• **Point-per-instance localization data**
::::
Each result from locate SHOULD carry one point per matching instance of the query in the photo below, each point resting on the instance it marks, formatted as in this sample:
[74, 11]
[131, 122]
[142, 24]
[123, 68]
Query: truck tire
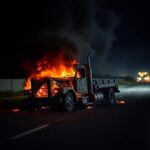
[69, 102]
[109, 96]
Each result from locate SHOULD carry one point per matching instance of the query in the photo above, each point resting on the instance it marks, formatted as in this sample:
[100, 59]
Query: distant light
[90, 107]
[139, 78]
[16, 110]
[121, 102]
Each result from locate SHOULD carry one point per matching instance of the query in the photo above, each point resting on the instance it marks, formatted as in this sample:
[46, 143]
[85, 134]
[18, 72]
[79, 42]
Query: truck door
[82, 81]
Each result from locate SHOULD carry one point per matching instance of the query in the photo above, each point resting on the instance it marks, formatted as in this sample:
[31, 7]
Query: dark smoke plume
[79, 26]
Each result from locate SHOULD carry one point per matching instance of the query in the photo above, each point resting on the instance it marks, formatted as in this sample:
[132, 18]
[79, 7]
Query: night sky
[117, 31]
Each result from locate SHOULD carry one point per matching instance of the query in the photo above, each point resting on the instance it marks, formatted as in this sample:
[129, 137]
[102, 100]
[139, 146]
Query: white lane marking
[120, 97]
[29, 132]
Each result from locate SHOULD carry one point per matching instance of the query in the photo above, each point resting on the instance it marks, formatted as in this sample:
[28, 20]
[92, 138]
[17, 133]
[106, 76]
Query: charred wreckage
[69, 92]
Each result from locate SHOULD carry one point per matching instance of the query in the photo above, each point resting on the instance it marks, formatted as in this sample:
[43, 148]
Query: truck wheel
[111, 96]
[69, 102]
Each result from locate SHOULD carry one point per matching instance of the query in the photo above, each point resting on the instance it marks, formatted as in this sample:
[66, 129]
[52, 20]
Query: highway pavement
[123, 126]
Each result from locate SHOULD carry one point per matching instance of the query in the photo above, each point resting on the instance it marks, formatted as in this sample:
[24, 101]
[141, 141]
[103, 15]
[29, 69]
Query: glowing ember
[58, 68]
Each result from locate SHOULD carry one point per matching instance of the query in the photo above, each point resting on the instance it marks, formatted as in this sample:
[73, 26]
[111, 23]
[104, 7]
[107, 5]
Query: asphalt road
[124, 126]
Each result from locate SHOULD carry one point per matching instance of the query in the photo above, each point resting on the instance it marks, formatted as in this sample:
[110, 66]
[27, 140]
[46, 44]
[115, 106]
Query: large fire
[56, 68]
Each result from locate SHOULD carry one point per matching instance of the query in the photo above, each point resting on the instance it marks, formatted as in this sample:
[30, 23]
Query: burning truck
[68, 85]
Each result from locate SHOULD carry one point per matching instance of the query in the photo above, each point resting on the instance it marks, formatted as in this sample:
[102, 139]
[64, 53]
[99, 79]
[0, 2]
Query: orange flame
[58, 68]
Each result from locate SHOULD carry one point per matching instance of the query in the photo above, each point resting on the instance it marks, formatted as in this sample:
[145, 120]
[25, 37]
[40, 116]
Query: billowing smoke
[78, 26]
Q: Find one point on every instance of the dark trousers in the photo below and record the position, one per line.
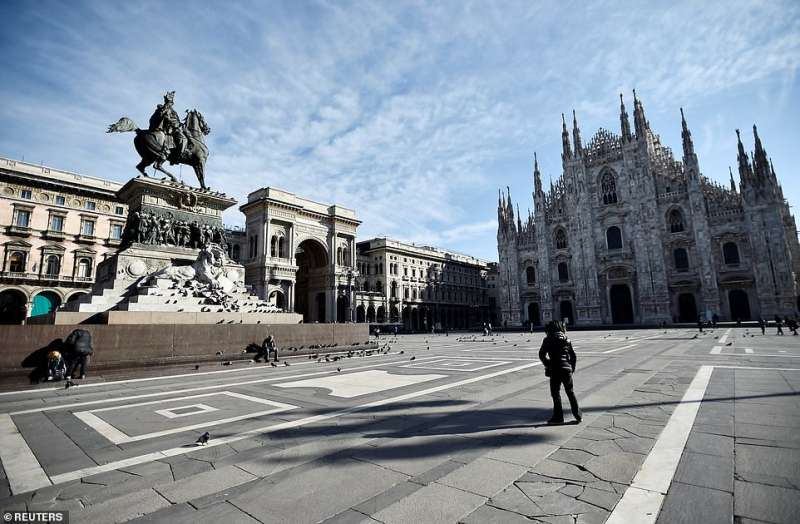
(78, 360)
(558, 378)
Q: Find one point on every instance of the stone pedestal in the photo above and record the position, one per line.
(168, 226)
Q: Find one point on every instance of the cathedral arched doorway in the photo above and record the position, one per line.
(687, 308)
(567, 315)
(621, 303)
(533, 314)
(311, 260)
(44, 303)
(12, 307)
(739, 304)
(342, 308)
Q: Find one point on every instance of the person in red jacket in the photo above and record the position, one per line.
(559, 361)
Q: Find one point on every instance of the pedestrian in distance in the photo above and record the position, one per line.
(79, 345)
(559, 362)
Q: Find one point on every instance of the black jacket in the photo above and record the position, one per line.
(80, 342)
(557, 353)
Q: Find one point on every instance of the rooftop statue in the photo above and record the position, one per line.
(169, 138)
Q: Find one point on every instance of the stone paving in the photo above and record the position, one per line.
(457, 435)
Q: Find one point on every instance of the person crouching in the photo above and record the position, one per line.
::::
• **WHAT YOU WILL DO**
Would you copy each line above exactly as given, dropping any images?

• **WRITTEN SOLUTION**
Each result from locate SHOULD carry one point per matching instance of the query in the photo below, each point resting on the instance it marks, formatted as in this sample:
[74, 11]
[131, 122]
[142, 24]
[123, 68]
Query: truck tire
[69, 102]
[109, 96]
Each result from locate SHOULD carry one point per matching instance of the query in the photo above, each point resting on the instance it marks, formatted as in this sample:
[100, 59]
Query: distant light
[90, 107]
[139, 78]
[16, 110]
[121, 102]
Each result from locate SHOULD carry one point per matching instance of the query in the photo above, each point resting on the instance it marks, formatted as in this sample:
[46, 143]
[85, 134]
[18, 72]
[79, 42]
Query: truck door
[82, 81]
Each result from locate SHOULD carry one point per matching instance of the query in the photo above, each point resting on the instance it marks, formatted as in this sample:
[31, 7]
Query: dark smoke plume
[79, 26]
Each result from locate SHOULD carry one point per matching instance of the query in the photo above, each point resting on the instance it marks, formatted as in this sample:
[132, 18]
[79, 7]
Query: night sky
[117, 31]
Each result from locate SHOULD carry one point per matching instance of the query in the photo above, each point resting on the instance it marks, formatted as in this sample:
[129, 137]
[102, 100]
[139, 146]
Query: white lane marking
[120, 97]
[29, 132]
Each result from locate SHOULD carry one point per matching instance of the query in the photo above, each point resting on the instance it marks, formatted as in this sample:
[28, 20]
[92, 138]
[17, 133]
[106, 76]
Query: charred wreckage
[69, 92]
Each result from locate SHOULD carry one point per matching instance of the query in the photo above, each point resting on the instance it marks, formatted as in this sample:
[43, 148]
Query: truck wheel
[111, 96]
[69, 102]
Each result from locate SHOULD carry one point per matching instance of the query in the photo above, each point resting on the instance it marks, formatted as in this sample:
[66, 129]
[52, 20]
Query: highway pavement
[123, 126]
Each result from locate SHOULD carry one point per matching instance of the query in the photo above, each point resting on the instance it marks, formatted as in this sample:
[24, 101]
[141, 141]
[103, 15]
[29, 69]
Query: glowing ember
[58, 68]
Each result from locate SHOULD carry one point per matching instance of the query in the photo above, each point resting on the instance it marks, formatted as in this sample:
[73, 26]
[111, 23]
[104, 7]
[107, 5]
Query: asphalt road
[124, 126]
Each result from locate SHOULD carry one point per matching instance of the query in the photo above, each point resting on the instance it marks, formatted as in this sample:
[110, 66]
[27, 140]
[46, 44]
[115, 106]
Query: large fire
[56, 68]
Each result from locate SHOULD carry one point per matching instance of the query in the photo above, each point resting on the instance it marks, formatted as in this sample:
[30, 23]
Query: burning truck
[68, 85]
Each result from locate SHOULD carry one point per matching instance of the query in the photo above, each point resting on the instance it marks, formatted as in this sample:
[102, 139]
[64, 53]
[99, 79]
[0, 2]
Query: orange flame
[58, 68]
Each result from locate SHOULD carry one point per matching instance of the query in the photo above, each point resting on the instance it marks, formatted as in this sample:
[145, 120]
[25, 37]
[40, 116]
Query: billowing smoke
[78, 26]
Q: Find one point on every instance of the dark trousers in the photo below and record the position, one per line.
(78, 360)
(558, 378)
Q: Find one point on every instance of the stone pedestal in the photo above and record the position, one per line.
(168, 226)
Q: Find one point on every instance of the cathedral arched doorway in the photo above and record the position, one per line.
(687, 308)
(567, 315)
(621, 303)
(533, 314)
(311, 260)
(44, 303)
(12, 307)
(739, 304)
(342, 308)
Q: Find one point on every instance of the person in red jacket in the photo above and record the position, one per line.
(559, 361)
Q: Find one point on every instance of the pedestrian in distance in the photo above and record the position, one per line.
(79, 345)
(559, 362)
Q: Find one point on every instance of the black jacket in the photo above and record the position, one per line.
(80, 342)
(557, 353)
Q: Find one point on every instance of the rooftop statue in the photo above and record the position, one per line.
(169, 138)
Q: Find one point on every instance of the stone paving in the photo above and record the position, one per line.
(457, 435)
Q: Find one point on every instance of the person crouching in the photo above and record the position, one per line.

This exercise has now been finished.